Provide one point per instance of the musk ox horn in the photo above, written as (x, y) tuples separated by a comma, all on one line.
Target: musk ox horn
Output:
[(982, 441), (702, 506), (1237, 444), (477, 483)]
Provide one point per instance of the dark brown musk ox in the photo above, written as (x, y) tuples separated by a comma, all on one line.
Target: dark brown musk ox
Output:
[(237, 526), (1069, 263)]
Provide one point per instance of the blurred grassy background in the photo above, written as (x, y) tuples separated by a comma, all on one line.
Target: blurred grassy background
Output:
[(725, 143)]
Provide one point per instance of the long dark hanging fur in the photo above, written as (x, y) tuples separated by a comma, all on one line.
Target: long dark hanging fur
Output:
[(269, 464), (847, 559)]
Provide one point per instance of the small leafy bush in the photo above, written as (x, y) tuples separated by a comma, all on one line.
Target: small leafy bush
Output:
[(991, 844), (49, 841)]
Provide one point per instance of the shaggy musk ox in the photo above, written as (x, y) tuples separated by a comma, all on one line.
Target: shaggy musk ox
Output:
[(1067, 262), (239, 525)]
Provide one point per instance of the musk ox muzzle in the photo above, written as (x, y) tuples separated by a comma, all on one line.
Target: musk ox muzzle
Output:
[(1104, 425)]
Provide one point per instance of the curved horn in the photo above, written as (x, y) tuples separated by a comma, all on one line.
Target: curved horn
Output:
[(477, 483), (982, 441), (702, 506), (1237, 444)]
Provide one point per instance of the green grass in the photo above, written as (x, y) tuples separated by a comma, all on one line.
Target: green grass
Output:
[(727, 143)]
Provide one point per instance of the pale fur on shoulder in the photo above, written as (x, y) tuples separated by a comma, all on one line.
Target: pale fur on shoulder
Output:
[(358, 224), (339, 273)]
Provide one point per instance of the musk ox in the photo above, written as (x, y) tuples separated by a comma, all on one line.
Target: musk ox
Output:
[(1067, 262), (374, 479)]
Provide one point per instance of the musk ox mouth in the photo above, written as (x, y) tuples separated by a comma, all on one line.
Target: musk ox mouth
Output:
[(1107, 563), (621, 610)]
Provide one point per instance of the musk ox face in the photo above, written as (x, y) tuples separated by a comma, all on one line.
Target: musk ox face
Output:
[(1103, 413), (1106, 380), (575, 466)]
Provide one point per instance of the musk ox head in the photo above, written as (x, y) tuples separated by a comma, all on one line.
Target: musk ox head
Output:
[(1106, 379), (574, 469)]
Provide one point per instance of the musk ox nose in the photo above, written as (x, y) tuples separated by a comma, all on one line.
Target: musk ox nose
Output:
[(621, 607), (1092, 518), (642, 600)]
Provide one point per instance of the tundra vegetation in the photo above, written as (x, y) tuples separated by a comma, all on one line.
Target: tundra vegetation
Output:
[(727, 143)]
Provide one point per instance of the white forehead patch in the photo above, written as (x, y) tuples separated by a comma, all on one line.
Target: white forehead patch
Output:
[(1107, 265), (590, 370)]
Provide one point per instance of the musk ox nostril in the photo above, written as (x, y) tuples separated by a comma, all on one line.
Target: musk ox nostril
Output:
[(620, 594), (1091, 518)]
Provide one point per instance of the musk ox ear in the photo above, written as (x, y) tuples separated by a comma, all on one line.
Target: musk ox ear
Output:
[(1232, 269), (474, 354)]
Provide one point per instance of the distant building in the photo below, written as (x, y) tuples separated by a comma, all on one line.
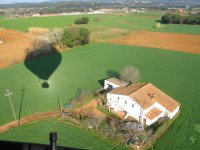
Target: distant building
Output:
[(142, 101)]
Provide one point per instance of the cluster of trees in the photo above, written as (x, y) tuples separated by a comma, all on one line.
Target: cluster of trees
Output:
[(57, 39), (75, 36), (180, 19), (83, 20)]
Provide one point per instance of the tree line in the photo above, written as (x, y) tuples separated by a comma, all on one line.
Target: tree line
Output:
[(181, 19)]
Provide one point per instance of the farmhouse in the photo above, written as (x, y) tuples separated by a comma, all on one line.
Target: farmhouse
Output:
[(142, 101)]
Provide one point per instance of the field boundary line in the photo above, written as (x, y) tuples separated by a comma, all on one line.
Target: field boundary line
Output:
[(28, 119)]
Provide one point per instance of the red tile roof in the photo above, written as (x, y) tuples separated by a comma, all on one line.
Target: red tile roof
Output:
[(146, 95), (153, 113)]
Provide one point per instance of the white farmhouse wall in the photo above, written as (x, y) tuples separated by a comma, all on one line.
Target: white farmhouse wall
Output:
[(149, 122), (172, 114), (107, 83), (124, 103)]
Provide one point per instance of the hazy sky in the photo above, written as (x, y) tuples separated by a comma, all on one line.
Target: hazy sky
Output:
[(19, 1)]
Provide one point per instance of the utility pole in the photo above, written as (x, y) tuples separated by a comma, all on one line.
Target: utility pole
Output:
[(9, 93), (60, 104)]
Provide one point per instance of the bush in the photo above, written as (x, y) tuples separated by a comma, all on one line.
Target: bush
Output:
[(83, 20)]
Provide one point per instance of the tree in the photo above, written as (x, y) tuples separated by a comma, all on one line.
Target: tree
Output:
[(130, 74), (55, 35), (69, 37), (83, 20), (75, 36)]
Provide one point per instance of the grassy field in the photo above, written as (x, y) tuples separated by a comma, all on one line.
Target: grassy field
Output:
[(132, 22), (68, 135), (175, 73)]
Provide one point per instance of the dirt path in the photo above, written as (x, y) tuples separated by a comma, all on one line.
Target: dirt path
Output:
[(170, 41), (29, 119), (90, 108)]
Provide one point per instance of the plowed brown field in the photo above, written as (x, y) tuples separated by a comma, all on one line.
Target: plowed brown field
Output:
[(170, 41), (13, 46)]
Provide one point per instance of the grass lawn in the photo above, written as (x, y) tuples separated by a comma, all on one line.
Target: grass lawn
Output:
[(175, 73), (68, 135), (132, 22)]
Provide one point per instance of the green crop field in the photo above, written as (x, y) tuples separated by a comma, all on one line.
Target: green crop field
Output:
[(68, 135), (173, 72), (132, 22)]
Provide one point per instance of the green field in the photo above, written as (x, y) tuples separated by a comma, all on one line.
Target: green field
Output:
[(132, 22), (175, 73), (68, 135)]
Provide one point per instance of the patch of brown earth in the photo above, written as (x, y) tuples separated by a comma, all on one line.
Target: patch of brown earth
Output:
[(13, 48), (170, 41)]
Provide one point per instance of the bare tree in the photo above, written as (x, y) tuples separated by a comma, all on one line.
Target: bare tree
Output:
[(130, 74), (55, 35)]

:::

Aufgabe. Benenne in allen obigen Datensätzen „Output“ in „Result“ um und gib die Zeilen sonst unverändert wieder. Bilder gehören nicht in die Ausgabe.

Erwartete Lösung.
Provide one point per instance of the musk ox horn in the photo above, written as (x, y) tuples separated by a comma, all on one line.
Target: musk ox horn
Result:
[(982, 441), (702, 506), (1237, 444), (477, 483)]
Provide one point per instance of the dark brown musk ox in the photo above, written as (x, y) tuples separated by a comma, all on one line.
Target: dark brown musk ox
Result:
[(237, 526), (1069, 263)]
Provide one point per instance of the blurred grassy background in the photo above, written as (x, y) tuples separated by a comma, all on one line.
Target: blurred grassy background
Result:
[(725, 143)]
Provide one point per instance of the long dark hanging fur in the photo above, written as (x, y) tuples separated by a comma, all on one line.
Target: long dark hanging fur
Result:
[(269, 464), (847, 559)]
Provide one point per instance of the small leafy bush in the photo above, written as (x, y) tuples separated by a comma, all on one line.
Target: small leafy bush
Result:
[(991, 844), (49, 841)]
Provide one point per instance of the shaggy musk ox in the photo above, written as (x, y) tuples separated by a comma, all on one line.
Target: shaggy musk ox
Result:
[(1067, 262), (239, 525)]
Provide one point per instance of the musk ox muzzle in the photo above, written as (x, y) tuples separated by a comma, all on one line.
Target: musk ox muzzle
Result:
[(1104, 425)]
Provide one point per instance of the curved horn in the photo above, written as (x, y) tuples separated by a comma, all on one line.
Target: curved horn
Result:
[(477, 483), (982, 441), (702, 506), (1237, 444)]
Provide one point per instance of the green grass in the photo above, written as (x, y) tuples separated by a comma, all on one line.
Target: green grass
Result:
[(727, 143)]
Provide one point per instance of the pale fur on shoulder in the photo above, written as (x, y) tuples separated by a comma, all on one line.
Target: pale fur on shoulder
Result:
[(358, 224), (339, 273)]
Provide one point per instance of the musk ox in the photo above, written as (x, y) tuples separated by a comma, all on one line.
Target: musk ox
Result:
[(1067, 262), (374, 479)]
Provide one point per instance of the musk ox mouth in the photo above, written as (x, y) tuples separated by a comma, all on one line.
Target: musk ox mouth
Result:
[(1107, 563), (621, 610)]
Provide one point per instance of the musk ox face in the photo above, written as (x, y) tuples separated by a comma, all on one line.
Target: musk ox face
Result:
[(1103, 413), (1106, 380), (575, 466)]
Provide one point per instance of the musk ox head in the photo above, written as (x, y) tuples separated by a comma, all on one line.
Target: musk ox head
Result:
[(1106, 379), (574, 469)]
Provide one point per instance of the musk ox nose in the photo above, written as (x, y) tuples separated by a comma, all on one line.
Target: musk ox nose
Result:
[(621, 607), (1092, 518), (642, 600)]
Provide one point per instance of the tundra vegetation in the photo above, written as (x, y) tuples separated by a comma, all on one line.
Target: tundra vegetation
Result:
[(727, 143)]
Provide one point per instance of the white forehead patch in the photo above, written as (x, y) tuples separated by a comma, all on one line.
Target: white forehead patch
Result:
[(1107, 265), (590, 370)]
Provide one point per instance of the musk ox nostril in the photo above, written as (x, y) tuples separated by a comma, all on one line.
Target: musk ox nostril
Result:
[(620, 594), (1091, 518)]
Provide one point per instance of the musk ox ear in the photo above, written as (x, y) tuples separated by a comma, all on one line.
Target: musk ox ear
Result:
[(1232, 269), (474, 354)]
Provide one point per instance of the distant building in the photo below, written as (x, y) tuples separated by a comma, all on one line.
Target: distant building
Result:
[(142, 101)]
Provide one point per instance of the cluster of trees in the photo above, written as (x, y) tuples separated by a comma, all on one line.
Target: cluster of trees
Result:
[(57, 39), (75, 36), (180, 19), (83, 20)]
Provide one point per instance of the tree line in the photo above, written as (x, y) tuples separated by a comma, all on one line.
Target: tree line
Result:
[(181, 19)]
Provide one point per instance of the farmhouse in the photo above, written as (x, y) tuples separated by a comma, all on one line.
Target: farmhouse
Result:
[(142, 101)]
Provide one point per instance of the field boundary line in the photo above, written as (x, y) tuples separated by a comma, all on one line.
Target: field boundary line
Result:
[(28, 119)]
Provide one point per instance of the red tile roof in the photo above, written as (x, y) tuples separated by a comma, all on one line.
Target: red tile roof
Result:
[(146, 95), (153, 113)]
Provide one point per instance of the white farmhouse wall in the photo above, written as (x, y) tuples separated by a comma, all on one line.
Target: white farmhouse wall
Result:
[(149, 122), (172, 114), (107, 83), (124, 103)]
Provide one point per instance of the hazy sky in the photo above, written as (x, y) tuples separated by a comma, all on one line.
Target: hazy sky
Result:
[(19, 1)]
Provide one point per instance of the utility pole in the photo above, written as (x, y) tuples separated by a comma, all on one line.
Target: utility pole
Result:
[(9, 93), (60, 104)]
Provide one point per instance of the bush in the photo above, written as (x, y) tuples separated by a comma, all on one line.
Target: bush
Result:
[(83, 20)]
Provide one point per instance of the tree in the photo above, written as (x, y) tuples separated by a comma, all on one line.
Target: tree
Result:
[(130, 74), (55, 35), (69, 37), (83, 20), (75, 36)]
Provide one point per instance of the grassy field in the photo above, written as (x, y) tuples separated by a comma, all on one line.
Target: grassy field
Result:
[(132, 22), (68, 135), (175, 73)]
Provide one point per instance of the dirt path in the photo above, written as (x, y) tuples separated by a comma, all on one line.
Target: dirt path
Result:
[(170, 41), (29, 119), (90, 108)]
Provide one point per instance of the plowed brown field in the photo above, written as (x, y) tuples separated by a comma, all on one line.
Target: plowed brown field
Result:
[(170, 41), (13, 46)]
Provide one point per instance of the grass lawn in the photo above, written as (x, y) tuples separated by a comma, all on one line.
Target: grass lawn
Result:
[(175, 73), (68, 135), (132, 22)]
Provide one point per instance of the green crop field in the photo above, written as (x, y) tuples separated by a comma, all on one line.
Target: green crop field
Result:
[(68, 135), (173, 72), (132, 22)]
Provide one point per instance of the green field in the photo above, written as (x, y) tuples separated by a comma, all on one line.
Target: green field
Result:
[(132, 22), (175, 73), (68, 135)]
Provide one point per instance of the patch of brown earth in the photo above, written as (x, y) tuples separated by a comma, all on one line.
Target: patch of brown earth
Result:
[(13, 48), (170, 41)]
Provide one point per instance of the bare tree in the photo above, written as (x, y) tuples separated by a comma, all on one line.
Target: bare tree
Result:
[(130, 74), (55, 35)]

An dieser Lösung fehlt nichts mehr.